Copy out every line of the listing below with no changes.

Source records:
— Start —

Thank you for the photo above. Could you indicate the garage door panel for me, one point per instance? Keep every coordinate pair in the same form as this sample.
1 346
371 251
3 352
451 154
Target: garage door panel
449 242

— End —

WORKED SOLUTION -
Thank you for the photo above. Could you indicate the garage door panel for me, one point per instance? Keep every coordinate pair in the same form as this sample.
1 346
371 251
3 352
451 154
Target: garage door panel
449 242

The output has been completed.